EXERCISE GOAL:
Working from the records below, repeat exactly the lines starting at the line that contains "Target: silhouetted spectator on balcony" and ending at the line that contains "Target: black winter jacket", inclusive.

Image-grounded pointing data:
______________________________

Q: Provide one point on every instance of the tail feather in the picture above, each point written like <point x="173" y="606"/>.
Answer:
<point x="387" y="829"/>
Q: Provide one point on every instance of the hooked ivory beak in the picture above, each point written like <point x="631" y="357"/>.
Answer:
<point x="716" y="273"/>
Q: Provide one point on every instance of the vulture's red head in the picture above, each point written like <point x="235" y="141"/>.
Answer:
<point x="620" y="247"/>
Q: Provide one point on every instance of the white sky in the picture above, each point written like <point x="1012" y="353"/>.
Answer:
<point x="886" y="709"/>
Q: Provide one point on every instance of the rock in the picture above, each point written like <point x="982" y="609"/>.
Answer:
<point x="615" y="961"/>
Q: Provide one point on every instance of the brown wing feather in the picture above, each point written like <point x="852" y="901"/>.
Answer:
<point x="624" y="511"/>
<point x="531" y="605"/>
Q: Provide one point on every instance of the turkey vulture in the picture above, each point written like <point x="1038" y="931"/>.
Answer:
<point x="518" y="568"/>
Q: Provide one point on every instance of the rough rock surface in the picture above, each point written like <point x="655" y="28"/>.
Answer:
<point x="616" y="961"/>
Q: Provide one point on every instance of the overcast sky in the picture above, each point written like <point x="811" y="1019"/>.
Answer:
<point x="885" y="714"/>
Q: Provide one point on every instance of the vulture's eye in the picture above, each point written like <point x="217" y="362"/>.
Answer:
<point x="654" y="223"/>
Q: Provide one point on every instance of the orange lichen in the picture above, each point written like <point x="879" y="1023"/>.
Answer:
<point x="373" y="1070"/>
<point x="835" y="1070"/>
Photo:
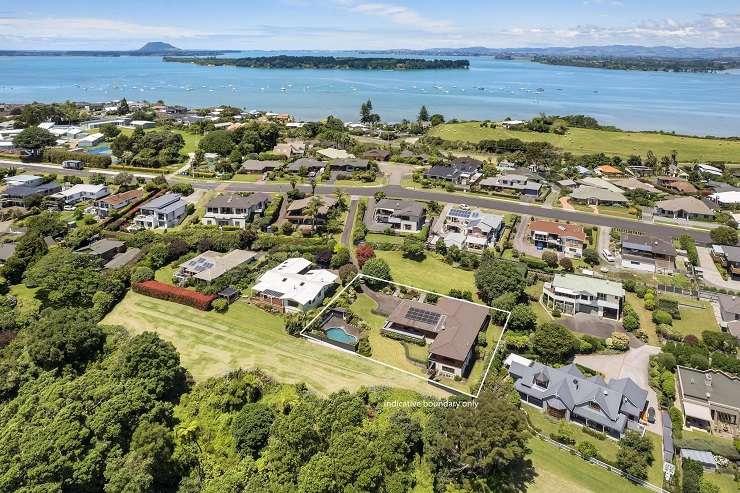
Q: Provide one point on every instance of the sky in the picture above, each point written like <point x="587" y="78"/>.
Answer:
<point x="365" y="24"/>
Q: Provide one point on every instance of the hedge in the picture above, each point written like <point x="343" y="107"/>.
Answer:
<point x="54" y="155"/>
<point x="162" y="291"/>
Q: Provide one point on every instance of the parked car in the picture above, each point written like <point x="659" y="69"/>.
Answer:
<point x="607" y="255"/>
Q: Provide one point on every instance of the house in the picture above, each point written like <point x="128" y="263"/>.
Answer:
<point x="573" y="294"/>
<point x="331" y="153"/>
<point x="726" y="199"/>
<point x="403" y="215"/>
<point x="16" y="195"/>
<point x="112" y="203"/>
<point x="293" y="286"/>
<point x="570" y="239"/>
<point x="598" y="196"/>
<point x="451" y="325"/>
<point x="210" y="265"/>
<point x="648" y="254"/>
<point x="166" y="211"/>
<point x="113" y="253"/>
<point x="613" y="407"/>
<point x="467" y="229"/>
<point x="708" y="170"/>
<point x="231" y="209"/>
<point x="710" y="400"/>
<point x="676" y="184"/>
<point x="729" y="257"/>
<point x="608" y="170"/>
<point x="512" y="182"/>
<point x="72" y="164"/>
<point x="377" y="155"/>
<point x="290" y="149"/>
<point x="80" y="192"/>
<point x="463" y="172"/>
<point x="259" y="167"/>
<point x="349" y="165"/>
<point x="309" y="165"/>
<point x="296" y="212"/>
<point x="91" y="140"/>
<point x="684" y="208"/>
<point x="143" y="124"/>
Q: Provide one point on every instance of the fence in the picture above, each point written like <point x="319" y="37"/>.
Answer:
<point x="601" y="464"/>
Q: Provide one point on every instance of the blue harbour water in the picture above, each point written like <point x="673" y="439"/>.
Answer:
<point x="702" y="104"/>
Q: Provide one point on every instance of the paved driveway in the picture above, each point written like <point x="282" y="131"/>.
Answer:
<point x="633" y="364"/>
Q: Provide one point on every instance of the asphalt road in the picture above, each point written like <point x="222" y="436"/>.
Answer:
<point x="660" y="230"/>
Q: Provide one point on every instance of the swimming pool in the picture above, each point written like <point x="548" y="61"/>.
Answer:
<point x="338" y="334"/>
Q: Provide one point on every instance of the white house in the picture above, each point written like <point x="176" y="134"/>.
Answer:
<point x="293" y="286"/>
<point x="82" y="191"/>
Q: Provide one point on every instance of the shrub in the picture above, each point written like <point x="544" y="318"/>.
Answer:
<point x="141" y="274"/>
<point x="220" y="305"/>
<point x="162" y="291"/>
<point x="662" y="317"/>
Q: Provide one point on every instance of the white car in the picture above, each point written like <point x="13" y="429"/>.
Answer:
<point x="607" y="255"/>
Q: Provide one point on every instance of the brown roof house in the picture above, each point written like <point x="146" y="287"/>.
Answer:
<point x="569" y="239"/>
<point x="451" y="325"/>
<point x="684" y="208"/>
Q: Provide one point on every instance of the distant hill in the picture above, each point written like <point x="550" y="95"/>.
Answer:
<point x="157" y="47"/>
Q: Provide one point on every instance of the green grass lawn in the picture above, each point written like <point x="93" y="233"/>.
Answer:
<point x="431" y="273"/>
<point x="694" y="320"/>
<point x="212" y="344"/>
<point x="607" y="448"/>
<point x="557" y="471"/>
<point x="586" y="141"/>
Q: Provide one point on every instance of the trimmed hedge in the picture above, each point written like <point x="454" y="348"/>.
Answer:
<point x="54" y="155"/>
<point x="183" y="296"/>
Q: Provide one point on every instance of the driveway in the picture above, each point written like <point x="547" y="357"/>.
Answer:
<point x="633" y="364"/>
<point x="711" y="274"/>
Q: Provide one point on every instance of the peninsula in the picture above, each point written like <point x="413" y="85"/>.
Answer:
<point x="325" y="62"/>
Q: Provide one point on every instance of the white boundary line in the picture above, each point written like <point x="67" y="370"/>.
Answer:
<point x="453" y="390"/>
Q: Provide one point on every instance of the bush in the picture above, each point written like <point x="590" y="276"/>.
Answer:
<point x="220" y="305"/>
<point x="141" y="274"/>
<point x="162" y="291"/>
<point x="662" y="317"/>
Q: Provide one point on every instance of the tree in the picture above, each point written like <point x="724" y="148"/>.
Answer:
<point x="67" y="336"/>
<point x="34" y="140"/>
<point x="363" y="253"/>
<point x="423" y="114"/>
<point x="724" y="235"/>
<point x="251" y="428"/>
<point x="522" y="318"/>
<point x="378" y="268"/>
<point x="218" y="141"/>
<point x="550" y="257"/>
<point x="413" y="248"/>
<point x="590" y="256"/>
<point x="495" y="277"/>
<point x="485" y="445"/>
<point x="553" y="343"/>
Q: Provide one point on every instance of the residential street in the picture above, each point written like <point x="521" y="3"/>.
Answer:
<point x="633" y="364"/>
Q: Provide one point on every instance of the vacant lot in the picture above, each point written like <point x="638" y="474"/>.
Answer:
<point x="431" y="273"/>
<point x="212" y="344"/>
<point x="585" y="141"/>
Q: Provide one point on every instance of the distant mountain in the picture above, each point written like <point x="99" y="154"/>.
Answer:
<point x="609" y="51"/>
<point x="157" y="47"/>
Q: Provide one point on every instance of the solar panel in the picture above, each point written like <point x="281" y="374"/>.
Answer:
<point x="423" y="316"/>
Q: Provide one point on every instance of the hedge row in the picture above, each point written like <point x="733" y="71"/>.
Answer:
<point x="54" y="155"/>
<point x="162" y="291"/>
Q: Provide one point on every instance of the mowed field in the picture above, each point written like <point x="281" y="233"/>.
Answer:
<point x="586" y="141"/>
<point x="212" y="344"/>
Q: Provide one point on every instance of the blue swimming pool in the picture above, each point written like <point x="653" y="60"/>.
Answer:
<point x="338" y="334"/>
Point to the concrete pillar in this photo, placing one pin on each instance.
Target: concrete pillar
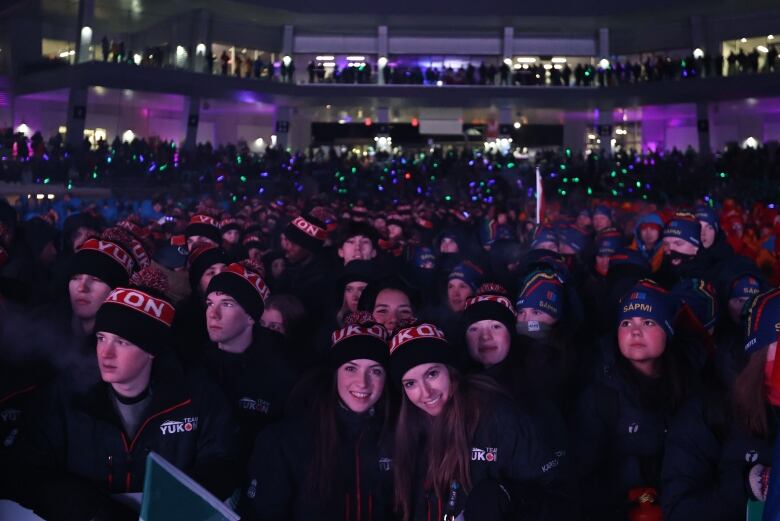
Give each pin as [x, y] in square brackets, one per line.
[703, 127]
[574, 132]
[282, 125]
[193, 118]
[288, 41]
[200, 43]
[77, 116]
[508, 43]
[698, 33]
[382, 51]
[603, 43]
[85, 29]
[383, 115]
[603, 120]
[506, 119]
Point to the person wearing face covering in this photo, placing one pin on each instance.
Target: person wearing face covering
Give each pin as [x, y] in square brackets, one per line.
[493, 348]
[714, 244]
[720, 447]
[682, 251]
[738, 282]
[546, 324]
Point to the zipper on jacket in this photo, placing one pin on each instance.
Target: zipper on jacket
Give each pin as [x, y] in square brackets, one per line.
[129, 447]
[357, 476]
[110, 477]
[17, 393]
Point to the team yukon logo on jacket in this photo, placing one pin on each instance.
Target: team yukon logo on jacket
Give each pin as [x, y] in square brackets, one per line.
[252, 405]
[489, 454]
[177, 426]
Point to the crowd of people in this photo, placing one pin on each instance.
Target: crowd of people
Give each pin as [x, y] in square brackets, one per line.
[462, 172]
[340, 353]
[644, 68]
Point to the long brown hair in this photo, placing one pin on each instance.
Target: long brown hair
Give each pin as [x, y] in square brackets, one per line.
[326, 429]
[446, 438]
[749, 395]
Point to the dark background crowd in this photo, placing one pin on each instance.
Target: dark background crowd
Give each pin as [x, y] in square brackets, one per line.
[327, 335]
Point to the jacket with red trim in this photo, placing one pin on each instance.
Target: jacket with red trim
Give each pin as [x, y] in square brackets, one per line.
[77, 452]
[279, 484]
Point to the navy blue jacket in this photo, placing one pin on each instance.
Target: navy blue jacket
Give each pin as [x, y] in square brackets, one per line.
[705, 466]
[77, 452]
[278, 483]
[617, 435]
[508, 450]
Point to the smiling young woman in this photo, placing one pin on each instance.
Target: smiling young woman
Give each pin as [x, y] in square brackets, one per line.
[331, 462]
[620, 421]
[461, 446]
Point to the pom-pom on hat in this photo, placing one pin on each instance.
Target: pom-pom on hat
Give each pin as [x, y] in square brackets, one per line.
[139, 317]
[204, 226]
[706, 214]
[307, 231]
[105, 260]
[419, 344]
[648, 300]
[360, 338]
[130, 244]
[699, 296]
[229, 224]
[684, 226]
[543, 291]
[245, 285]
[763, 320]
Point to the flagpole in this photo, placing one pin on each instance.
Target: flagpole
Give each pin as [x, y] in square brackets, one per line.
[539, 196]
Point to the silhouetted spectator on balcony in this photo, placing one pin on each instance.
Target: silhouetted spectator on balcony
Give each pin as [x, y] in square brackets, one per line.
[504, 72]
[470, 74]
[566, 75]
[311, 69]
[387, 74]
[291, 72]
[482, 73]
[225, 59]
[771, 59]
[752, 60]
[105, 46]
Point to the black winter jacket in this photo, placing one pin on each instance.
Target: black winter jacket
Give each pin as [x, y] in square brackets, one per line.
[279, 486]
[256, 382]
[77, 452]
[508, 451]
[706, 463]
[617, 440]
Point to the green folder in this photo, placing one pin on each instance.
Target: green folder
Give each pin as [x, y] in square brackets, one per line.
[170, 494]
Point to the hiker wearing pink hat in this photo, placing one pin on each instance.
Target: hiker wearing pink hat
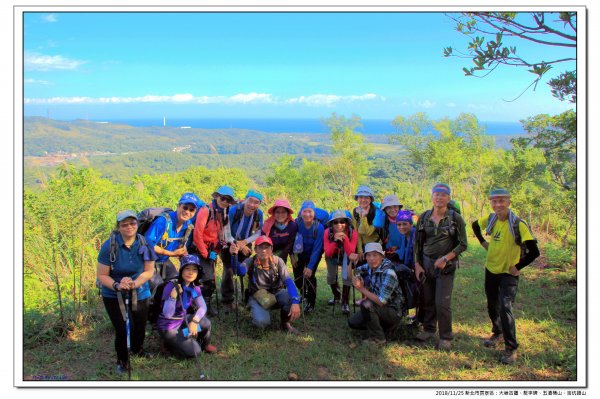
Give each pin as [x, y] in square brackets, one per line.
[281, 228]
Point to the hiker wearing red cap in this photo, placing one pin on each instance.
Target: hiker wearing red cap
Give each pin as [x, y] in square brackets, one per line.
[441, 237]
[511, 248]
[340, 241]
[364, 218]
[281, 228]
[125, 264]
[267, 275]
[210, 235]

______________________________

WRITTEN REPLY:
Target: silhouetted spectator on balcony
Give each pin as [x, y] in square brackets, one per line.
[504, 72]
[470, 74]
[566, 75]
[311, 69]
[387, 74]
[291, 72]
[482, 73]
[225, 59]
[771, 59]
[752, 60]
[105, 46]
Point to the black winter jacket in this photo, placing one pin on each instance.
Target: black winter jacket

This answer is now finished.